--- begin Material shown ---
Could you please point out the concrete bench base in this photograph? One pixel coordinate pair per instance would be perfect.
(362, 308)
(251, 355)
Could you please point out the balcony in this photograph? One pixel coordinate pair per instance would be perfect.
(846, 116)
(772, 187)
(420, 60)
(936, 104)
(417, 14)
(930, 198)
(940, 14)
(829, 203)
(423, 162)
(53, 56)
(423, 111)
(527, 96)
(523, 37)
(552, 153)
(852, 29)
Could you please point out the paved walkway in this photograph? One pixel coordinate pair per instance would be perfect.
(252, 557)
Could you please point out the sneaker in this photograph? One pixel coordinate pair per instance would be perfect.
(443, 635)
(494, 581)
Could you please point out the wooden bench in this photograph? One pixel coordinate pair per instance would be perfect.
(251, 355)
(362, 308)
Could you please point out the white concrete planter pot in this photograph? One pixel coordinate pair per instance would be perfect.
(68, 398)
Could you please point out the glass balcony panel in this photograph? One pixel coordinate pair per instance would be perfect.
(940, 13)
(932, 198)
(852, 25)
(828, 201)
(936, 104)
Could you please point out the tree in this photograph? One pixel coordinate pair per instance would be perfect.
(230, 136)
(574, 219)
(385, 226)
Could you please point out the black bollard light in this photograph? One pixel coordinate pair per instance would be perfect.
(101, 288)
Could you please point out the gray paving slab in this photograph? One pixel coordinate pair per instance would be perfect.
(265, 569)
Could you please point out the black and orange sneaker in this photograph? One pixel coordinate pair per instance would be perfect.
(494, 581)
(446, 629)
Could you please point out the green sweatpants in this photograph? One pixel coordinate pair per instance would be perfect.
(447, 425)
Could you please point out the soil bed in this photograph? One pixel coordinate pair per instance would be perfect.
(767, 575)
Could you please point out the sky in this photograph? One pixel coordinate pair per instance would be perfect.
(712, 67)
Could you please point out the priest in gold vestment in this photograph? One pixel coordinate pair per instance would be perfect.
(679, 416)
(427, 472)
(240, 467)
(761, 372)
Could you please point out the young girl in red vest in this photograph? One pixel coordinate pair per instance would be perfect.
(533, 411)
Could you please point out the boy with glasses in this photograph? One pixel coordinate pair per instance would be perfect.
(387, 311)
--- end Material shown ---
**Given request:** Reproduce, line for line and without changes, the part that opens with the line containing "Could you please point out the young" and runs through the end of the material.

**Reply to the exercise:**
Could you please point out the young girl in red vest in this photograph? One pixel coordinate pair per instance would be perfect.
(533, 411)
Could you please point out the boy with glasses in this photograph? One pixel coordinate pair per instance would be perfect.
(387, 311)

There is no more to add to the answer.